=== Data shown ===

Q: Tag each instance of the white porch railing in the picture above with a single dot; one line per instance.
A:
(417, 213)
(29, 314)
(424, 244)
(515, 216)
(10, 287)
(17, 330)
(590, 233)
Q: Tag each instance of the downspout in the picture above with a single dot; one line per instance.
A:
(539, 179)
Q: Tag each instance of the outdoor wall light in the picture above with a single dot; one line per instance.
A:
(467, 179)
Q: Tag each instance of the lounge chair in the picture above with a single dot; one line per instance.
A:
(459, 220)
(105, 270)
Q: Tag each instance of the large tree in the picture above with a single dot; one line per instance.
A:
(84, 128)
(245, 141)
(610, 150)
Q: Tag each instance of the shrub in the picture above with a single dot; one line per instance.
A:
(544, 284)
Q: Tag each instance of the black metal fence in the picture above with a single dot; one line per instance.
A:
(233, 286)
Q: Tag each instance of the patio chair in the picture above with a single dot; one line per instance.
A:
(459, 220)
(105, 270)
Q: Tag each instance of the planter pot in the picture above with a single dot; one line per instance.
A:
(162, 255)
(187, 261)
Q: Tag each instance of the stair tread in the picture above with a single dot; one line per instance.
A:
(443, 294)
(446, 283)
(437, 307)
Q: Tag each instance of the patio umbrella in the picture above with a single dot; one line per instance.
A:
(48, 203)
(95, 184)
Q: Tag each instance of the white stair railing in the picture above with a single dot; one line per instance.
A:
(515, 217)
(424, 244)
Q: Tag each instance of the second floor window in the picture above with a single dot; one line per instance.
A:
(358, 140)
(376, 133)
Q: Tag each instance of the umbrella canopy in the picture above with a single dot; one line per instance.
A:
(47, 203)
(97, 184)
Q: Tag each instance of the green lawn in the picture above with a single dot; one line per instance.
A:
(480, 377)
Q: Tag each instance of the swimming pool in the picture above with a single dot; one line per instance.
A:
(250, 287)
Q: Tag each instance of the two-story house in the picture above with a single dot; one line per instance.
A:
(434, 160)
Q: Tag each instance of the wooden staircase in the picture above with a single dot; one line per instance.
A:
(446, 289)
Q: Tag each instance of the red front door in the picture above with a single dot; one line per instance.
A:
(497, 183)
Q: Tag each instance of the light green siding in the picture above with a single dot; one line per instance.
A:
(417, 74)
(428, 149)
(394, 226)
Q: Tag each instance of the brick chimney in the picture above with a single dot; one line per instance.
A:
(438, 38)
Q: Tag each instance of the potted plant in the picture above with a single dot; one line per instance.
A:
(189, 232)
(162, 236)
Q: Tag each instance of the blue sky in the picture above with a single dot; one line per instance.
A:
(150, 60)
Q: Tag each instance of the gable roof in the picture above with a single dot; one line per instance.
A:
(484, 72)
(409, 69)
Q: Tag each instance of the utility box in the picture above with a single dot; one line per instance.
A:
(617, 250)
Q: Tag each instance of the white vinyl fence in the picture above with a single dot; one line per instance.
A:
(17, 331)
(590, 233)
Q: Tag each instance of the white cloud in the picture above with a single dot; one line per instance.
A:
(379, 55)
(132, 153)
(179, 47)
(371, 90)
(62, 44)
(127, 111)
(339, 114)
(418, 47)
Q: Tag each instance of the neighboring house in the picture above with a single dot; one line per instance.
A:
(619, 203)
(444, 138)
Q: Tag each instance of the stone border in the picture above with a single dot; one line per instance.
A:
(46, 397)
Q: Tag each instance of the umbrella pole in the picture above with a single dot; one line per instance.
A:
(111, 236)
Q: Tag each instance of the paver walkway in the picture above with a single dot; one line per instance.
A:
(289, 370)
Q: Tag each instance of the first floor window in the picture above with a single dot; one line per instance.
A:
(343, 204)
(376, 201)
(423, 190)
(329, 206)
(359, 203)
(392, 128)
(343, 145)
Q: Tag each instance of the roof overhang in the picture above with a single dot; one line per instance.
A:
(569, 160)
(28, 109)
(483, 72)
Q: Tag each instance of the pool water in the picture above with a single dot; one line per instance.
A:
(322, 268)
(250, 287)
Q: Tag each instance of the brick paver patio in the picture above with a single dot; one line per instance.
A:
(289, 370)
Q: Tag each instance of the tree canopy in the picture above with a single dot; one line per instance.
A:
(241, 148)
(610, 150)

===

### To do
Could you produce an exact copy of the whole listing?

### Problem solution
Q: Tag each instance of the white porch railing in the picture above with a single dot; one line per instance.
A:
(417, 213)
(29, 314)
(424, 244)
(515, 216)
(10, 287)
(17, 330)
(590, 233)
Q: Tag each instance of the downspout in the picture above with a single dot; one line per instance.
A:
(539, 179)
Q: Tag each instance of the outdoor wall light in the picture above with a single dot; one line per instance.
A:
(467, 179)
Q: Tag each instance of the lounge chair in the picture above with a single dot; one line per instance.
A:
(459, 220)
(105, 270)
Q: Tag each instance of the large tree in the picture above with a single dot; one line per instance.
A:
(84, 128)
(245, 141)
(610, 150)
Q: Tag each instance of the shrub in the picture above with a single dot; one line per instance.
A:
(544, 284)
Q: Tag each instance of the black metal fence in the picture above with a single dot; one line per instance.
A:
(233, 286)
Q: Tag each instance of the patio chair in the picture above with a single dot; one line per instance.
A:
(459, 220)
(105, 270)
Q: Tag each instance of the planter pot in the picture above with a single dot; one line per instance.
A:
(162, 255)
(187, 261)
Q: Tag each instance of the stair tread in the picture above with a single dot; one line per instance.
A:
(443, 294)
(446, 283)
(437, 307)
Q: Tag each instance of the patio umbrella in the picture above with a single dot; one line per instance.
A:
(48, 203)
(95, 184)
Q: Tag each instance of the white stair railing in the picture above with a single dot; one line per instance.
A:
(515, 217)
(424, 244)
Q: Tag each instance of the second floor window in the picture above with a single dot; one line per instance.
A:
(358, 140)
(376, 133)
Q: Tag each instance of the umbrella canopy in the picture above with a single dot; one line per instance.
A:
(47, 203)
(97, 184)
Q: Tag each instance of the green lawn in the picture above with a single dot; one line per instance.
A:
(480, 377)
Q: Tag each instance of the swimming pool in the picture above with a single dot; one line per instance.
A:
(250, 287)
Q: Tag each instance of the two-story house in the picture above with a single dot; one line per instance.
A:
(434, 160)
Q: Tag each instance of the wooden staircase in the picture above with a single dot; one line per instance.
A:
(446, 289)
Q: Tag each instance of the red front door in the picture above with a single dot; one line per instance.
A:
(497, 183)
Q: Tag each instance of the light green siding in the picture above with a single dot; one line per instance.
A:
(417, 74)
(428, 149)
(394, 226)
Q: Tag each instance of the brick chimney in the picture above with a single dot; one line per instance.
A:
(438, 38)
Q: Tag each instance of the potted plant in the picture above with a single dot; one line per instance.
A:
(189, 232)
(162, 236)
Q: Tag each instance of the blue sky in the picture above with a single dot; one line per instance.
A:
(150, 60)
Q: Tag each instance of the gable roof in the picture above with a single dot; one line per instance.
A:
(484, 72)
(409, 69)
Q: Tag each instance of the utility box in the picture above with a single dot; one line per instance.
A:
(617, 250)
Q: Tag each instance of the white vinyl fence in the picture above with a single dot; one line per instance.
A:
(17, 331)
(590, 233)
Q: Tag each instance of the white cloud in the picture above with a single dot; one line per instance.
A:
(379, 55)
(132, 153)
(179, 47)
(371, 90)
(62, 44)
(127, 111)
(339, 114)
(418, 47)
Q: Tag each instance of the neighboring house in the picture above with a single dot; one line per instance.
A:
(619, 203)
(444, 138)
Q: Tag each instance of the stone border in the picture above with a single dot; one line per instance.
A:
(46, 397)
Q: Tag each instance of the umbrella pole in the picture above with a single dot; one line per instance.
A:
(111, 236)
Q: Tag each instance of the paver walkway in the picture above with a single dot; one line per instance.
A:
(289, 370)
Q: Tag each instance of the first floor window in the picture above with a single dot; one line per instance.
A:
(343, 204)
(376, 201)
(423, 190)
(329, 206)
(359, 203)
(392, 128)
(343, 145)
Q: Tag each instance of the roof overhang in the picture above with a single dot; one line per instance.
A:
(569, 160)
(28, 109)
(483, 72)
Q: Tag each instance of the pool water in the picture above with a single dot; one line per instance.
A:
(322, 268)
(250, 287)
Q: Tag each instance of the brick paver patio in the picture above with a single dot; one line per instance.
A:
(289, 370)
Q: Tag each instance of the tree canopy in the picture above with a single dot; one line per instance.
A:
(241, 148)
(610, 150)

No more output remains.